Brief. Output each entry in full so that the result matches the data exactly.

Source records.
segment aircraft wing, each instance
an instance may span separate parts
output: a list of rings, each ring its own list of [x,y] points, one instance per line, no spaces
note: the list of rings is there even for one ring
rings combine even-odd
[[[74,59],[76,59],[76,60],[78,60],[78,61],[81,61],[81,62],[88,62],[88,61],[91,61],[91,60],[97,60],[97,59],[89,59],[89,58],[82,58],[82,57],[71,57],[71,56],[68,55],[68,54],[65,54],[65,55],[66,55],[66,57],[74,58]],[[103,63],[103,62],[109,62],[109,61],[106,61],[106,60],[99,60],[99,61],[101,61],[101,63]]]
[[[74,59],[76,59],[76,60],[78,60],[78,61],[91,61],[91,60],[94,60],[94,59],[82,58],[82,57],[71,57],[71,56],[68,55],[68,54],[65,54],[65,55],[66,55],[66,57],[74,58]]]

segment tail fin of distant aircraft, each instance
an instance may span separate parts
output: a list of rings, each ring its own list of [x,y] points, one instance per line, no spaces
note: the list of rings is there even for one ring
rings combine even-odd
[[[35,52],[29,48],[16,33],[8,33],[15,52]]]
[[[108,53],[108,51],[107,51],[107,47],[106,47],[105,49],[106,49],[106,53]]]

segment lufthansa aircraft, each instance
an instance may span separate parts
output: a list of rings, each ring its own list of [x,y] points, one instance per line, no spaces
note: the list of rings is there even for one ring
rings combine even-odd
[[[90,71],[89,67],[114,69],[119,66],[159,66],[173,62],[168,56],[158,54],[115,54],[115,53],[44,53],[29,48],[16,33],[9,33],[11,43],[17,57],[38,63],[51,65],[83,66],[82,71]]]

Reply.
segment aircraft wing, each instance
an instance may span separate parts
output: a list of rings, each ring its own list of [x,y] points, one instance per line, no spaces
note: the list of rings is there even for one ring
rings combine even-odd
[[[74,59],[76,59],[76,60],[78,60],[78,61],[81,61],[81,62],[88,62],[88,61],[91,61],[91,60],[97,60],[97,59],[89,59],[89,58],[82,58],[82,57],[71,57],[71,56],[68,55],[68,54],[65,54],[65,55],[66,55],[66,57],[74,58]],[[103,63],[103,62],[109,62],[109,61],[106,61],[106,60],[99,60],[99,61],[101,61],[101,63]]]
[[[74,59],[76,59],[76,60],[78,60],[78,61],[91,61],[91,60],[94,60],[94,59],[82,58],[82,57],[71,57],[71,56],[68,55],[68,54],[65,54],[65,55],[66,55],[66,57],[74,58]]]

segment tail fin of distant aircraft, each instance
an instance may span separate parts
output: a list of rings, each ring its own list of [x,y] points, one instance per line, no spaces
note: the list of rings is there even for one ring
rings combine even-odd
[[[35,52],[29,48],[16,33],[8,33],[15,52]]]
[[[108,53],[108,51],[107,51],[107,47],[106,47],[105,49],[106,49],[106,53]]]

segment lufthansa aircraft, each instance
an instance may span separate parts
output: a list of rings, each ring its own list of [x,y] points, one instance per line, no spaces
note: the list of rings is there even for one ring
rings combine even-odd
[[[90,71],[89,67],[114,69],[119,66],[159,66],[173,62],[168,56],[158,54],[115,54],[115,53],[44,53],[29,48],[16,33],[9,33],[11,43],[17,57],[38,63],[51,65],[83,66],[82,71]]]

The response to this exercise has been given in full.